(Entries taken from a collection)
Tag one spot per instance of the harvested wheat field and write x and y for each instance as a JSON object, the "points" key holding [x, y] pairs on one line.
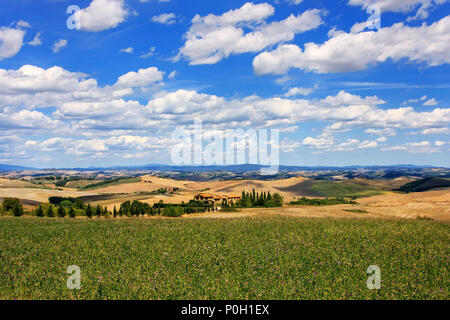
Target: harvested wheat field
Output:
{"points": [[433, 205]]}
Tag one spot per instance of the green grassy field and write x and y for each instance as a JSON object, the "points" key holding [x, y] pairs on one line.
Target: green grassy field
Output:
{"points": [[251, 258]]}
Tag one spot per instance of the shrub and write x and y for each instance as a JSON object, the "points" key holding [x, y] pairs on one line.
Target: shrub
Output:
{"points": [[172, 211], [10, 203]]}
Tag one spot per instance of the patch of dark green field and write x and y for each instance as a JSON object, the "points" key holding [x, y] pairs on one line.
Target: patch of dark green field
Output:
{"points": [[251, 258]]}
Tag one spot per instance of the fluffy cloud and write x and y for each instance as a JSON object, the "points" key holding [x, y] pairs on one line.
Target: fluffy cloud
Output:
{"points": [[127, 50], [102, 15], [417, 147], [33, 87], [58, 45], [142, 78], [36, 40], [401, 6], [431, 102], [11, 41], [111, 123], [165, 18], [300, 91], [345, 52], [212, 38]]}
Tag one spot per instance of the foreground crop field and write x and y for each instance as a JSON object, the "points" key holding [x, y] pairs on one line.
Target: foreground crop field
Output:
{"points": [[250, 258]]}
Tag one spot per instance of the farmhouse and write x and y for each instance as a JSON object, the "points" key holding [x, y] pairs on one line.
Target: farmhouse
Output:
{"points": [[216, 198]]}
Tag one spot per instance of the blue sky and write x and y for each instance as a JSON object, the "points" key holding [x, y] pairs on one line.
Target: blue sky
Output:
{"points": [[112, 90]]}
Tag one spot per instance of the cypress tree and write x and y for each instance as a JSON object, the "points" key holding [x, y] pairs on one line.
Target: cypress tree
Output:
{"points": [[61, 212], [72, 213], [40, 212], [98, 211], [49, 212], [18, 210], [89, 211]]}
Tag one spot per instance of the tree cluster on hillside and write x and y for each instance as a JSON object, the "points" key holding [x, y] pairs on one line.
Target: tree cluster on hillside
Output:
{"points": [[259, 199], [322, 202], [11, 206]]}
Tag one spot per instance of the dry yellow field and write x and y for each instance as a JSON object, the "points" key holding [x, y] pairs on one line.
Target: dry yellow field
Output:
{"points": [[430, 204]]}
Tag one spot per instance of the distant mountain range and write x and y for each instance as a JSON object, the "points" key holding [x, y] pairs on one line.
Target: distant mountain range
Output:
{"points": [[230, 168], [8, 167]]}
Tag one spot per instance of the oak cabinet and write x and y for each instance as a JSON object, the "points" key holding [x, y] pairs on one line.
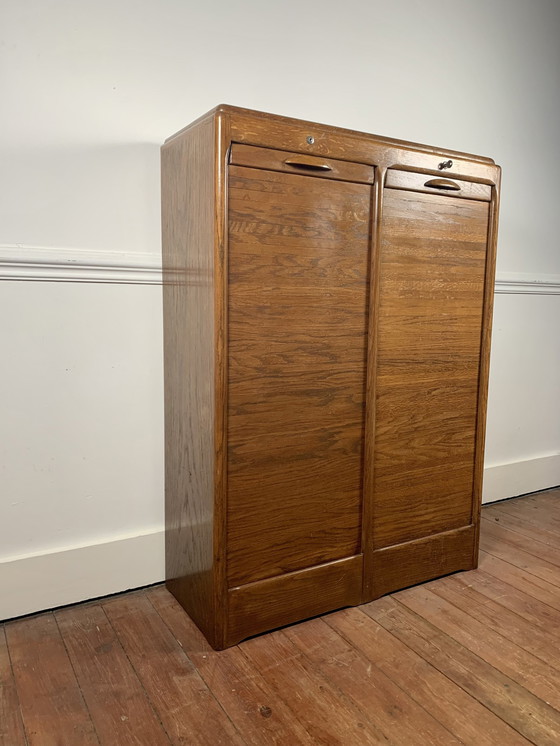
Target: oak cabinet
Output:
{"points": [[327, 306]]}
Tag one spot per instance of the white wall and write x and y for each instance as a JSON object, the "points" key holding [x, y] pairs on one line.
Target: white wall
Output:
{"points": [[89, 91]]}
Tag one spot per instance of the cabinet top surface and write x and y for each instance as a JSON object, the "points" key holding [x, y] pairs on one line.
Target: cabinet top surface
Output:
{"points": [[239, 117]]}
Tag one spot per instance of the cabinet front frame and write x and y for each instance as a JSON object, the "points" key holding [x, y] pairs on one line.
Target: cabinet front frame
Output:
{"points": [[234, 125]]}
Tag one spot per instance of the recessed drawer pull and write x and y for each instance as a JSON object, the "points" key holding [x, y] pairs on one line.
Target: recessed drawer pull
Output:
{"points": [[304, 161], [451, 186]]}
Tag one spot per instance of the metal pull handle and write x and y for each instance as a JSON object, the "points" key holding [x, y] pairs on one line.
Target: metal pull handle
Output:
{"points": [[451, 186], [304, 161]]}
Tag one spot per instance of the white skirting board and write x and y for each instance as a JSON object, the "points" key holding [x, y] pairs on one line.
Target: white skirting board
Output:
{"points": [[520, 477], [57, 578], [44, 581]]}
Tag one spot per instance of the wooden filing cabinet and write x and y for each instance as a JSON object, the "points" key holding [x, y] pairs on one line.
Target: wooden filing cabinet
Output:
{"points": [[327, 310]]}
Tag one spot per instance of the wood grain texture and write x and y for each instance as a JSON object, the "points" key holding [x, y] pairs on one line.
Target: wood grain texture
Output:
{"points": [[298, 294], [11, 726], [243, 692], [522, 554], [323, 710], [433, 262], [389, 708], [470, 658], [484, 368], [417, 183], [188, 224], [491, 614], [283, 133], [519, 578], [186, 707], [280, 160], [327, 350], [495, 648], [533, 718], [540, 614], [463, 716], [284, 599], [412, 562], [52, 706], [117, 702]]}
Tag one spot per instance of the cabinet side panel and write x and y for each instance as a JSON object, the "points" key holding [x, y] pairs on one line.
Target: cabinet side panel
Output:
{"points": [[188, 222]]}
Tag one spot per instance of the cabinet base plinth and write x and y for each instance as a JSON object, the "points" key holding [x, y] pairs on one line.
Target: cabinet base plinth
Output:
{"points": [[417, 561], [285, 599]]}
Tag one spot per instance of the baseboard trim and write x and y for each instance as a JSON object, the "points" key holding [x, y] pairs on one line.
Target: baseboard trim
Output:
{"points": [[49, 264], [57, 578], [520, 477]]}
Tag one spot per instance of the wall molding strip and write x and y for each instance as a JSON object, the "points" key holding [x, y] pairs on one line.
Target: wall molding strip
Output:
{"points": [[51, 264], [525, 284], [48, 264]]}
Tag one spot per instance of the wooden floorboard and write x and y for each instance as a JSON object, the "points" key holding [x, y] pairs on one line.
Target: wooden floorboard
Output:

- Task to complete -
Except for the pictures, copy every line of the records above exactly.

- Solution for this problem -
Tag one spot per instance of the harvested wheat field and write x and y for each instance as a JSON object, the "points" key holding [x, y] pairs on one line.
Target: harvested wheat field
Output:
{"points": [[433, 205]]}
Tag one spot per instance of the green grassy field and write x and y for each instance as a JSON object, the "points" key holding [x, y] pairs on one line.
Target: green grassy field
Output:
{"points": [[251, 258]]}
Tag one spot per instance of the shrub and write x and y for each instance as a JSON object, the "points" key holding [x, y] pairs on one line.
Target: shrub
Output:
{"points": [[172, 211], [10, 203]]}
Tag one spot per instance of the patch of dark green field and write x and y for each instance as a JSON object, the "points" key holding [x, y] pairs on one line.
Target: patch of dark green field
Output:
{"points": [[251, 258]]}
Tag one spot per instance of the fluffy cloud and write x and y for each instance as a JSON object, the "points" key holding [x, y] pairs on one line.
Target: fluffy cloud
Output:
{"points": [[127, 50], [102, 15], [417, 147], [33, 87], [58, 45], [142, 78], [36, 40], [401, 6], [431, 102], [11, 41], [111, 123], [165, 18], [300, 91], [345, 52], [212, 38]]}
Tag one spot per instance of the foreground crop field and write x and y for each instance as a JSON object, the "points" key holding [x, y] pairs on one line.
Target: foreground crop field
Output:
{"points": [[250, 258]]}
Tag one spot per instance of the farmhouse and write x and y for each instance as a JSON object, the "points" key holding [x, y] pairs on one line.
Target: farmhouse
Output:
{"points": [[216, 198]]}
Tag one spot per instance of the blue sky and write x and y for each instance as a JSON object, the "points" key holding [x, y] pairs on one line.
Target: blue sky
Output:
{"points": [[112, 90]]}
Tag one spot per instance of the cypress tree and write x and y for each instance as a JSON object, the "points" key holding [x, y] pairs on one line.
Target: cypress tree
Output:
{"points": [[61, 212], [72, 213], [40, 212], [98, 211], [49, 212], [18, 210], [89, 211]]}
Tag one spot per instance of the tree cluster on hillside and write x and y for each instance as a JSON object, the "points" key holding [x, y] pairs on one line.
Target: tree cluster on hillside
Output:
{"points": [[259, 199], [322, 202], [11, 206]]}
Tag one spot per instance of the dry yellow field and write x and y for each instance as a JSON object, the "points" key holding [x, y] pairs on one line.
Target: dry yellow field
Output:
{"points": [[430, 204]]}
Tag one spot per instance of the distant mountain range and write x and y for each instance as a JSON object, the "points" key holding [x, y] pairs on one line.
Target: distant mountain range
Output:
{"points": [[230, 168], [8, 167]]}
Tag one spot per instance of the oak cabinet and write x and y for each instance as a JSON object, the "points" key holding [x, y] pairs on one line.
Target: oak cabinet
Output:
{"points": [[327, 306]]}
Tag one spot per instance of the white wall and write x and y for each instance as a JSON object, the "points" key holding [x, y] pairs on one line.
Target: white wall
Output:
{"points": [[89, 91]]}
Tag one spot per instance of the cabinet top surface and write x and y for each instance as a JSON object, the "points" key holding [x, y] pairs on one line.
Target: cabinet top surface
Output:
{"points": [[239, 117]]}
Tag one spot per instance of the cabinet front frame and write x and y for each instance as a JSON object, the "points" key holding [x, y] pairs on one line.
Target: cabinet front frame
Output:
{"points": [[234, 125]]}
Tag one spot per instance of the recessed drawer pull and write x and y for each instance as a JSON object, the "points" key holding [x, y] pairs on one line.
Target: recessed drawer pull
Output:
{"points": [[304, 161], [451, 186]]}
Tag one spot per instance of the metal pull handle and write x and y for each instance as a JSON object, the "points" key holding [x, y] pairs on one line.
Target: metal pull handle
Output:
{"points": [[451, 186], [304, 161]]}
Tag one spot per instance of the white skirting board and write x and y for each instance as a JSON object, the "points" key holding [x, y] pairs on one line.
Target: white skirting board
Output:
{"points": [[520, 477], [57, 578], [44, 581]]}
Tag one spot per instance of the wooden filing cabinet and write x and y for each instance as a JSON object, the "points" key holding [x, y] pairs on one line.
Target: wooden filing cabinet
Output:
{"points": [[327, 310]]}
Tag one spot per instance of the wood grain texture and write x and y for each instance as a JSON object, the "points" key holding [x, y] pairs on one line.
Target: wood grain texture
Output:
{"points": [[298, 294], [11, 726], [243, 692], [522, 554], [323, 710], [433, 262], [389, 708], [470, 658], [484, 368], [417, 183], [188, 224], [491, 614], [283, 133], [519, 578], [186, 707], [280, 160], [327, 350], [495, 648], [533, 718], [540, 614], [463, 716], [284, 599], [412, 562], [52, 706], [117, 702]]}
Tag one spot per instance of the cabinet side panel and write x and y for each instance as a JSON object, the "points" key holding [x, y] pairs on one line.
Target: cabinet side panel
Output:
{"points": [[188, 222]]}
Tag one spot per instance of the cabinet base plinth and write x and y for each instance as a JSON object, the "points" key holding [x, y] pairs on one line.
Target: cabinet base plinth
Output:
{"points": [[417, 561], [285, 599]]}
Tag one spot per instance of the baseboard trim and write x and y for each instance as a JSON object, the "points" key holding [x, y] pairs on one line.
Target: baseboard trim
Output:
{"points": [[49, 264], [57, 578], [520, 477]]}
Tag one spot per instance of the wall molding strip and write x and y for each instance as a JSON object, the "points" key holding [x, y] pairs on one line.
Target: wall molding strip
Output:
{"points": [[51, 264], [525, 284], [48, 264]]}
Tag one spot per instance of the wooden floorboard and write x and y for each instance as a JSON object, the "points" key holding [x, y] pairs on one line.
Target: wooden floorboard
Output:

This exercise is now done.